**PROVIDED RECORDS**

====

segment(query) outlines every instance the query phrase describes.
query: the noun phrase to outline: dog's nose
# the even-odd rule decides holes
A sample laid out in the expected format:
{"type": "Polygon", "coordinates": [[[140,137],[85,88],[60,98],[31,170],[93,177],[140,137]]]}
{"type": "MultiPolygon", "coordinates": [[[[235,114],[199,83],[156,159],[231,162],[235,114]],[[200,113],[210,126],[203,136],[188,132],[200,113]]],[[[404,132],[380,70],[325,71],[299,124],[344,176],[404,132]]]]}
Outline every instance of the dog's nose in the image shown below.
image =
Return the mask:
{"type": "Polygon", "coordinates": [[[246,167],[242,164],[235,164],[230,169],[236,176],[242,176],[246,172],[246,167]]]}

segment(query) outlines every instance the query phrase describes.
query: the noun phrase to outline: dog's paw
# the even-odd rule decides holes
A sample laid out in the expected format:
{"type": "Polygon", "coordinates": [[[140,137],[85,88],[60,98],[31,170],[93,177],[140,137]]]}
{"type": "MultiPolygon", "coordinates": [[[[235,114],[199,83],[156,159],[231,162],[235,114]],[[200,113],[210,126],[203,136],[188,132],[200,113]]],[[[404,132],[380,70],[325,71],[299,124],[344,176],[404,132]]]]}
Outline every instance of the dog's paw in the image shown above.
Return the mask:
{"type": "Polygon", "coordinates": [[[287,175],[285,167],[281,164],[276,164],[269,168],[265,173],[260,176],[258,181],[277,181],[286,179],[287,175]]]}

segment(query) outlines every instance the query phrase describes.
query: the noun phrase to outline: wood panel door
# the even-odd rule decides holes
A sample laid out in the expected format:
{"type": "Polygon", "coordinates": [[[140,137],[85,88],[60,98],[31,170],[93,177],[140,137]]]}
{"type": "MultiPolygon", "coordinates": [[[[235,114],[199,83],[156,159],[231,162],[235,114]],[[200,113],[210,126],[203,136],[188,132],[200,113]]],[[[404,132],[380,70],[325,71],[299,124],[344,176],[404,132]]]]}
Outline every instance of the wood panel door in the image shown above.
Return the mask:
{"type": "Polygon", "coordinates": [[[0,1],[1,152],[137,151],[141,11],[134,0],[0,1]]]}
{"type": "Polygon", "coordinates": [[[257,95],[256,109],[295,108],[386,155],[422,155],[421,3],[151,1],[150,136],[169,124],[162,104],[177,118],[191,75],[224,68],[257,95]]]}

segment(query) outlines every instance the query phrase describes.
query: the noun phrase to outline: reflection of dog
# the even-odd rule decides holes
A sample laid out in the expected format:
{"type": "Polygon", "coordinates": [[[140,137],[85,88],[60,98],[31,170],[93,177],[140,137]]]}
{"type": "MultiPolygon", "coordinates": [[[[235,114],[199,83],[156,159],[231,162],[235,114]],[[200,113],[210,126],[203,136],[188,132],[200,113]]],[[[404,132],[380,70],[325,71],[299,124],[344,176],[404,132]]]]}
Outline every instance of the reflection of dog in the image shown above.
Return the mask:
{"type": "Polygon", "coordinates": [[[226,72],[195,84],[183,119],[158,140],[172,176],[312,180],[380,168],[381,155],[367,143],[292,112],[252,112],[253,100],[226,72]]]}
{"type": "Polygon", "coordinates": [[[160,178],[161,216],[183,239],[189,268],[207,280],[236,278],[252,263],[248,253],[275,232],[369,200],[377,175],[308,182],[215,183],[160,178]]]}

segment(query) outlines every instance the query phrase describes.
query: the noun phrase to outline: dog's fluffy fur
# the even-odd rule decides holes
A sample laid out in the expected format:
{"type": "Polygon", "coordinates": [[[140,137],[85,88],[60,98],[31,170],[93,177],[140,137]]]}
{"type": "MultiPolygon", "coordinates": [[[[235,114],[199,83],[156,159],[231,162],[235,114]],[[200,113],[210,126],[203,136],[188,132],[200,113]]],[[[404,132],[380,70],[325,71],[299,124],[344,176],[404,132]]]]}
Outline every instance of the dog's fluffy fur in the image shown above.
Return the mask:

====

**GOAL OF THE EXERCISE**
Write out the material exactly as given.

**WORKED SOLUTION**
segment(query) outlines every instance the query phrase describes.
query: the noun phrase to outline: dog's nose
# the even-odd rule decides holes
A sample laid out in the expected format:
{"type": "Polygon", "coordinates": [[[140,137],[85,88],[60,98],[31,170],[93,177],[140,137]]]}
{"type": "MultiPolygon", "coordinates": [[[[235,114],[199,83],[156,159],[231,162],[235,114]],[[200,113],[210,126],[203,136],[188,132],[200,113]]],[[[404,132],[380,70],[325,71],[299,124],[344,176],[404,132]]]]}
Outline every instance of the dog's nose in the image shown below.
image =
Return the mask:
{"type": "Polygon", "coordinates": [[[246,167],[242,164],[235,164],[230,169],[236,176],[242,176],[246,172],[246,167]]]}

segment(query) outlines every instance the query phrase describes.
query: the noun phrase to outline: dog's paw
# the even-odd rule decides holes
A sample laid out in the expected format:
{"type": "Polygon", "coordinates": [[[140,137],[85,88],[60,98],[31,170],[93,177],[140,137]]]}
{"type": "MultiPolygon", "coordinates": [[[[235,114],[199,83],[156,159],[231,162],[235,114]],[[200,113],[210,126],[203,136],[188,132],[200,113]]],[[[404,132],[380,70],[325,71],[299,124],[344,176],[404,132]]]]}
Outline every instance of the dog's paw in the image shown above.
Return the mask:
{"type": "Polygon", "coordinates": [[[287,175],[285,167],[281,164],[276,164],[269,168],[265,173],[260,176],[258,181],[277,181],[286,179],[287,175]]]}

segment(query) outlines every instance the query phrase describes.
query: the noun phrase to outline: wood panel door
# the even-odd rule decides holes
A sample laid out in the expected format:
{"type": "Polygon", "coordinates": [[[140,137],[85,88],[60,98],[31,170],[93,177],[140,137]]]}
{"type": "MultiPolygon", "coordinates": [[[[235,114],[199,83],[156,159],[231,162],[235,114]],[[200,113],[210,126],[203,136],[188,132],[200,113]]],[[[404,132],[380,70],[325,71],[299,124],[344,176],[404,132]]]]}
Outline every instance of the wood panel door in the image shown above.
Return the mask:
{"type": "Polygon", "coordinates": [[[0,1],[1,152],[137,151],[141,11],[134,0],[0,1]]]}
{"type": "Polygon", "coordinates": [[[257,95],[256,109],[295,108],[386,155],[422,155],[421,3],[151,1],[150,136],[169,124],[162,104],[177,118],[191,75],[224,68],[257,95]]]}

segment(query) outlines every instance the query phrase describes.
query: the noun phrase to outline: reflection of dog
# the even-odd rule decides holes
A sample laid out in the expected format:
{"type": "Polygon", "coordinates": [[[140,137],[85,88],[60,98],[31,170],[93,177],[140,137]]]}
{"type": "MultiPolygon", "coordinates": [[[[235,114],[199,83],[156,159],[231,162],[235,114]],[[200,113],[210,126],[203,136],[188,132],[200,113]]],[[[404,132],[380,70],[325,71],[299,124],[344,176],[404,132]]]]}
Outline every instance of the reflection of dog in the image shown above.
Return the mask:
{"type": "Polygon", "coordinates": [[[226,72],[195,84],[183,119],[158,140],[172,176],[312,180],[380,168],[381,155],[367,143],[292,112],[252,112],[253,100],[226,72]]]}
{"type": "Polygon", "coordinates": [[[160,178],[161,216],[183,239],[189,268],[207,280],[236,278],[252,263],[248,253],[275,232],[369,200],[377,175],[308,182],[215,183],[160,178]]]}

segment(query) outlines every instance the query phrase describes.
query: the noun phrase to outline: dog's fluffy fur
# the even-odd rule decides holes
A sample laid out in the expected format:
{"type": "Polygon", "coordinates": [[[140,137],[85,88],[60,98],[31,170],[93,177],[140,137]]]}
{"type": "MultiPolygon", "coordinates": [[[[235,114],[199,83],[156,159],[231,162],[235,114]],[[200,113],[210,126],[203,136],[188,132],[200,113]]],[[[404,132],[380,70],[325,71],[299,124],[344,176],[404,132]]]]}
Outline every instance of the dog's fluffy fur in the image shown above.
Return the mask:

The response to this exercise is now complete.